Labeled point records
________
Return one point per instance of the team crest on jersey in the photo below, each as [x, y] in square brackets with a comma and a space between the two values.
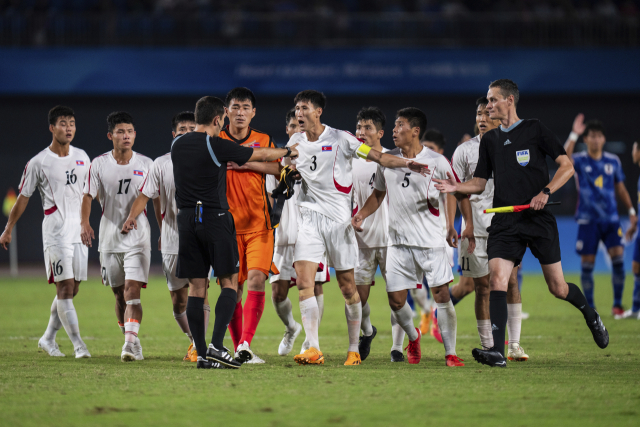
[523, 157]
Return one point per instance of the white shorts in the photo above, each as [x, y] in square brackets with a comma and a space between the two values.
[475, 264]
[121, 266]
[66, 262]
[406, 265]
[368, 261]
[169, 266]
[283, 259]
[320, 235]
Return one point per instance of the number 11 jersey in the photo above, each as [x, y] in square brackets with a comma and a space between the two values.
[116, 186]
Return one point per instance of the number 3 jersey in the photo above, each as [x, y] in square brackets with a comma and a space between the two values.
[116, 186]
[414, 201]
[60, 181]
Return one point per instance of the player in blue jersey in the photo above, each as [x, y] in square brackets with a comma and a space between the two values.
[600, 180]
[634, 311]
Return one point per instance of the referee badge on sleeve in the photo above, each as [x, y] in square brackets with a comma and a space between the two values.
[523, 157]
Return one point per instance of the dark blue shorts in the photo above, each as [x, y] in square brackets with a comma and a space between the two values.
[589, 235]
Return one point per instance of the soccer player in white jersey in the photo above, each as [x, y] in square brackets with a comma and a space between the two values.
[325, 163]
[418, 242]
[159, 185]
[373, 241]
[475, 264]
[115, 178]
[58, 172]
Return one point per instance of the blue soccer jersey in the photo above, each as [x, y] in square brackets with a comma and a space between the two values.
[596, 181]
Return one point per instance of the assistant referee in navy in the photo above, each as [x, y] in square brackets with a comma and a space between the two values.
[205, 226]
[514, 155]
________
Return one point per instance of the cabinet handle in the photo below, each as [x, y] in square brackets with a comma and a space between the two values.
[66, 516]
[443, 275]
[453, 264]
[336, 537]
________
> _REQUIRED WORK_
Which lines contain the string "below", matching case? Pull out each of those lines in full.

> _WRITTEN ANSWER_
Return one point per instance of the team crest on jersey in the photo below, each as [x, y] in square brackets with a comma and a space between the two values.
Return one point per instance of the cabinet handle in the photo below, each as [x, y] in square brackets with a comma and a space between the two values.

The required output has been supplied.